*Study material*
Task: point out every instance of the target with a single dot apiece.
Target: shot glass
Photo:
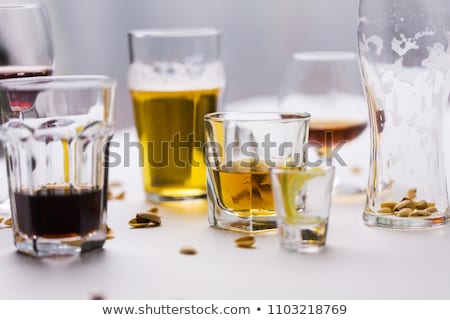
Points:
(55, 132)
(240, 149)
(303, 201)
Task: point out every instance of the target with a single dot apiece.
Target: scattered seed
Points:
(245, 242)
(411, 194)
(153, 210)
(405, 212)
(404, 204)
(145, 220)
(188, 250)
(431, 209)
(97, 297)
(8, 222)
(136, 224)
(120, 196)
(420, 213)
(385, 210)
(109, 233)
(115, 184)
(152, 218)
(422, 204)
(388, 204)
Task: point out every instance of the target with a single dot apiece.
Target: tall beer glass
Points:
(175, 78)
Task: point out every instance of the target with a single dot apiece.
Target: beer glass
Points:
(175, 78)
(55, 132)
(26, 50)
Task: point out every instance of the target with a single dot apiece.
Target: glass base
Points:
(5, 209)
(158, 198)
(404, 223)
(48, 247)
(228, 220)
(303, 238)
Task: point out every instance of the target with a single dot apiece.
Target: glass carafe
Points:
(405, 62)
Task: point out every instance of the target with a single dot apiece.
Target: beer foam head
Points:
(165, 76)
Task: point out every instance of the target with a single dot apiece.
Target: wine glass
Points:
(327, 85)
(26, 50)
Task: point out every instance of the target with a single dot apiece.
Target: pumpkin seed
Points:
(431, 209)
(153, 218)
(188, 250)
(245, 242)
(385, 210)
(120, 196)
(145, 220)
(411, 194)
(135, 224)
(8, 222)
(109, 233)
(153, 210)
(422, 204)
(404, 204)
(405, 212)
(388, 204)
(115, 184)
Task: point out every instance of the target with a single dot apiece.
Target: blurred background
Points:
(259, 36)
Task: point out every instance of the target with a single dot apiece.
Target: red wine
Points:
(10, 72)
(59, 211)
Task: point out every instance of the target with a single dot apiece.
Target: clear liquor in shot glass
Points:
(55, 132)
(302, 201)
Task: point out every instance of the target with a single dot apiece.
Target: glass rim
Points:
(175, 33)
(67, 82)
(324, 55)
(15, 6)
(290, 116)
(294, 170)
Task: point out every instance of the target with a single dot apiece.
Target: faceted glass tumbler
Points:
(55, 131)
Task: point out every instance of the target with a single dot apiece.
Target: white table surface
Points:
(358, 263)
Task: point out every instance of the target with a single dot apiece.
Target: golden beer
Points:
(245, 193)
(170, 129)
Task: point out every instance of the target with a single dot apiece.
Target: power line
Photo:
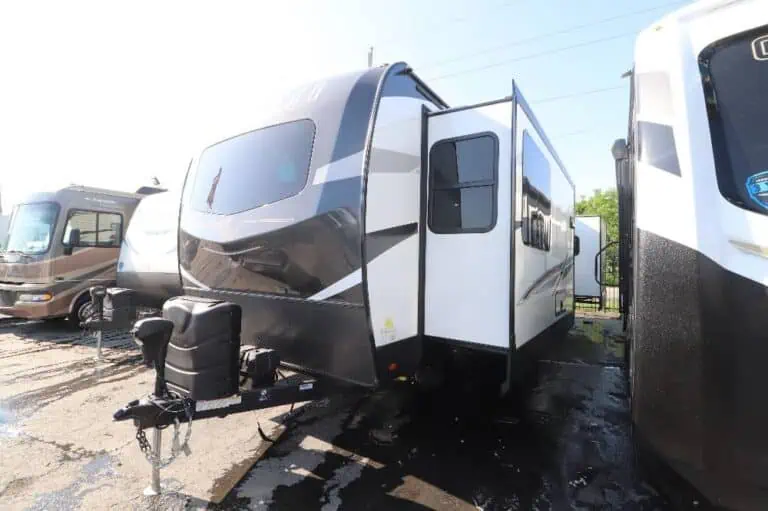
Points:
(531, 56)
(576, 94)
(550, 34)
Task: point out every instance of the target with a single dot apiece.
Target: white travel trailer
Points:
(4, 221)
(693, 190)
(363, 230)
(367, 221)
(589, 264)
(149, 256)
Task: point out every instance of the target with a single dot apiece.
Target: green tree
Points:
(605, 203)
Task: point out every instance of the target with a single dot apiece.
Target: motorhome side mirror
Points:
(72, 242)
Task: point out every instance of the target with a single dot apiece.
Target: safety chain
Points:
(176, 448)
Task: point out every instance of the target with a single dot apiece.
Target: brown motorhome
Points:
(58, 245)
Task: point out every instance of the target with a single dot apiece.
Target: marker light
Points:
(36, 298)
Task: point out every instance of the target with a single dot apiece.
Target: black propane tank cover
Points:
(119, 308)
(203, 355)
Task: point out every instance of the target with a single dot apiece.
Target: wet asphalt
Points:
(565, 444)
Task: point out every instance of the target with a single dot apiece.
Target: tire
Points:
(80, 310)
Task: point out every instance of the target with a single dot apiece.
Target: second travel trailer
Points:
(591, 231)
(149, 258)
(693, 191)
(366, 222)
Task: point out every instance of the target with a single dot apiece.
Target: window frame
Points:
(721, 150)
(524, 203)
(493, 183)
(309, 173)
(70, 214)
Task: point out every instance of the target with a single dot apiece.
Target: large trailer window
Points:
(537, 204)
(96, 229)
(463, 173)
(735, 76)
(32, 227)
(253, 169)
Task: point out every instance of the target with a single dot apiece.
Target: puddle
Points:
(7, 424)
(95, 473)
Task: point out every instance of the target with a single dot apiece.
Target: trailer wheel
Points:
(81, 310)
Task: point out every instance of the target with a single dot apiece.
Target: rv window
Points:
(735, 75)
(463, 184)
(253, 169)
(96, 229)
(536, 203)
(31, 227)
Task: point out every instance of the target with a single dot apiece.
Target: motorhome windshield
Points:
(32, 227)
(253, 169)
(735, 74)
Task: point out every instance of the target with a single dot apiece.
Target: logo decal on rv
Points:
(760, 48)
(757, 187)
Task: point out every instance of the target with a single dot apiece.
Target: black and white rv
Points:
(693, 188)
(366, 219)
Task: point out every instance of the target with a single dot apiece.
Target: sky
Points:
(111, 94)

*Your task*
Your answer must be the lines above from the one containing "Target: large trailer window" to the one containing "Target: sky", both included, restated word for word.

*Written solution*
Target: large trailer window
Points:
(537, 204)
(96, 229)
(463, 173)
(735, 76)
(32, 227)
(253, 169)
Task: point out every instance of the target with a single dot apiece.
Target: puddle
Points:
(7, 424)
(95, 473)
Task: point out every instance of the target with a single dot apiece.
Target: trailer wheel
Points:
(81, 310)
Task: point out every instance of the target with a single dot apiece.
Target: rv window
Points:
(735, 75)
(463, 184)
(253, 169)
(96, 229)
(536, 203)
(31, 227)
Task: point out every instance of the target with a single dot apiece.
Target: motorhome windshield
Points:
(32, 227)
(253, 169)
(735, 74)
Task: point out every instance of the target with a single dot apiece.
Target: logo decal on rv
Points:
(760, 48)
(757, 187)
Task: point out every instance of the target with a single dot apiece.
Target: black and white rv
Points:
(693, 188)
(366, 219)
Task: point out every instance of the target with a single dot apiece.
Target: sky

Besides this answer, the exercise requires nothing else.